→ Task instructions:
Reproduce only the lines running from the one that contains "[tag] marble wall panel: a pin per instance" down through the end of the material, substituting "pillar" for "column" and leaving everything else as it stands.

— begin Task input —

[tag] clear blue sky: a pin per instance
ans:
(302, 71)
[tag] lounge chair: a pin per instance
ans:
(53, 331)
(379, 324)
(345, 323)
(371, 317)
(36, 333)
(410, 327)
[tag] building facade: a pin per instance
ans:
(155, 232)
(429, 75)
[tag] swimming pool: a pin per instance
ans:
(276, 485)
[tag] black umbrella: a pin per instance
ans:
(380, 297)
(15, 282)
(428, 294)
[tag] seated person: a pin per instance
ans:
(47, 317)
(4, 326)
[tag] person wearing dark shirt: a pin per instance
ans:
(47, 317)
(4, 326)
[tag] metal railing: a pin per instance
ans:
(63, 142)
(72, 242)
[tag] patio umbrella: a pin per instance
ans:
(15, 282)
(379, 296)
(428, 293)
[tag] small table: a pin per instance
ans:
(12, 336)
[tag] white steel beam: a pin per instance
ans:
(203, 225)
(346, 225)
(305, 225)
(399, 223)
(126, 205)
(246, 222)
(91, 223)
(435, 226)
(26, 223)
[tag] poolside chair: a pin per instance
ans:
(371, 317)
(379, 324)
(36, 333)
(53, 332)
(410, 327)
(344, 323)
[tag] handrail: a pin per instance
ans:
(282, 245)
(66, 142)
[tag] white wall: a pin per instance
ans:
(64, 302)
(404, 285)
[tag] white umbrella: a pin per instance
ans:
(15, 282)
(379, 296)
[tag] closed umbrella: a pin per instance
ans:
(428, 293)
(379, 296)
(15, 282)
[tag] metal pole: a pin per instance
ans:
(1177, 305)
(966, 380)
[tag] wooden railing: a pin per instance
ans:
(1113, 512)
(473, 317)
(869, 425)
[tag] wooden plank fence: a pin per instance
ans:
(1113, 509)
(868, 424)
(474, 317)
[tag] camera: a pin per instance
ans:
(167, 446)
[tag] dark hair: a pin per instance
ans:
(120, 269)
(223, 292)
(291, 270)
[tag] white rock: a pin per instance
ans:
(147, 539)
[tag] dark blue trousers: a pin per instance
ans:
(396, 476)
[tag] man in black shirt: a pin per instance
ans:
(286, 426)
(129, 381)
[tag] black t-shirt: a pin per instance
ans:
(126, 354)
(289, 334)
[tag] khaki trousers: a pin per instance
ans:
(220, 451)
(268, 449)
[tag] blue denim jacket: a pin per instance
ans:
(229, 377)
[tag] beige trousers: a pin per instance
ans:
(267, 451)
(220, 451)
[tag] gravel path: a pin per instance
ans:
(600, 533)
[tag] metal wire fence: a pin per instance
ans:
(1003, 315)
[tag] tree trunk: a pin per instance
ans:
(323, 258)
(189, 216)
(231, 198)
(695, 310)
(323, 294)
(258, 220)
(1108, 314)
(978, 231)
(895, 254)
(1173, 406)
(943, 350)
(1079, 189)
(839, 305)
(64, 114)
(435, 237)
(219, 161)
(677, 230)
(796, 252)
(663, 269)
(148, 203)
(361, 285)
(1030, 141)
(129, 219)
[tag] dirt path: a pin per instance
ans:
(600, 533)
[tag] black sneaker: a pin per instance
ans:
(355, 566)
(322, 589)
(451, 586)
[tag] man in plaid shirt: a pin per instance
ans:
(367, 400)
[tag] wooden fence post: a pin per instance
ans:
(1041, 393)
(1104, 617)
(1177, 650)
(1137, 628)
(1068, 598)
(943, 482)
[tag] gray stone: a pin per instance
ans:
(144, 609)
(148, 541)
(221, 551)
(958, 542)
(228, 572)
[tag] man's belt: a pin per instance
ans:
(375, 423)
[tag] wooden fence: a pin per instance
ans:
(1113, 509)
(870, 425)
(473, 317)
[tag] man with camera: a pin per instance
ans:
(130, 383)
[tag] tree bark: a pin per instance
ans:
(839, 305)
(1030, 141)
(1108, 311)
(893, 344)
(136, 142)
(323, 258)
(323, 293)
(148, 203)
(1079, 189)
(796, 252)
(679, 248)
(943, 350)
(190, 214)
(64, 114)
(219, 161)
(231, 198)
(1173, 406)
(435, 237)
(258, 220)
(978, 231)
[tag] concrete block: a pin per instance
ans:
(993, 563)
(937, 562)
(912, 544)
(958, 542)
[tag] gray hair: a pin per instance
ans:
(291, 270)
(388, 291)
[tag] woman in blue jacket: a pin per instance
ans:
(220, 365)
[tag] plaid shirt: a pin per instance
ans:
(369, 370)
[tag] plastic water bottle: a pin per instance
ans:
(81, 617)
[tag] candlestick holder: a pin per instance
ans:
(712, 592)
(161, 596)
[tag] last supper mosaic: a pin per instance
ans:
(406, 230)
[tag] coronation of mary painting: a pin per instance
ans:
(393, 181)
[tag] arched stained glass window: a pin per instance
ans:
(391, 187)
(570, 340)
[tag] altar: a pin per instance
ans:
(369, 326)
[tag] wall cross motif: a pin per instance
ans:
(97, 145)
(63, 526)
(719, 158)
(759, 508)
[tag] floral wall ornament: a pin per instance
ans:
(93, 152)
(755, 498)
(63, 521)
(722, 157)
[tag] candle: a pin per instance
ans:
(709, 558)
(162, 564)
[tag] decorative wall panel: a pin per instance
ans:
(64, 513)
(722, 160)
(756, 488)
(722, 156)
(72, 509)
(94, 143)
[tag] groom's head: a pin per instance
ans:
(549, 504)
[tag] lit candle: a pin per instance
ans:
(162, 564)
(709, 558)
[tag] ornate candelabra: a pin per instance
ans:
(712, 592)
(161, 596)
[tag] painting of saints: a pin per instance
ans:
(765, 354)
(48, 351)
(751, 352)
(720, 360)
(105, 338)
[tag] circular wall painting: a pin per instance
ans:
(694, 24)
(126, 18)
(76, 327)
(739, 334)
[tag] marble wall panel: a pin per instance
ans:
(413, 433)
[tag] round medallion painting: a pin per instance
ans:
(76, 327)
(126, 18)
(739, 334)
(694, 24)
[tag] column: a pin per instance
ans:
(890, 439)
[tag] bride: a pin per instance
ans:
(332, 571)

— end Task input —

→ Written solution:
[tag] marble wall panel: a pin per instance
ans:
(413, 433)
[tag] round medallion painting: a pin per instance
ans:
(76, 327)
(126, 18)
(739, 334)
(694, 24)
[tag] pillar: a pin per instance
ans:
(890, 439)
[tag] bride: a pin per instance
ans:
(332, 571)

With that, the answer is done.